**PROVIDED INFORMATION**
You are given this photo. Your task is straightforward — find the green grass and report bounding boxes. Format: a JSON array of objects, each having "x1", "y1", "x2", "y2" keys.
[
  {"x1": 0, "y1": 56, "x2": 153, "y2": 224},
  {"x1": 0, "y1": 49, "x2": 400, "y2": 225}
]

**REQUIRED WORK**
Write out every line of the records above again, requests included and unchanged. Scale each box coordinate in the answers by 2.55 and round to the nearest whole number, with halves rounding up.

**RESULT BELOW**
You are given this photo. Your task is straightforward — find the green grass and report bounding boxes. Format: a JSON array of objects, each having "x1", "y1", "x2", "y2" keys.
[
  {"x1": 0, "y1": 143, "x2": 390, "y2": 571},
  {"x1": 0, "y1": 125, "x2": 1020, "y2": 574}
]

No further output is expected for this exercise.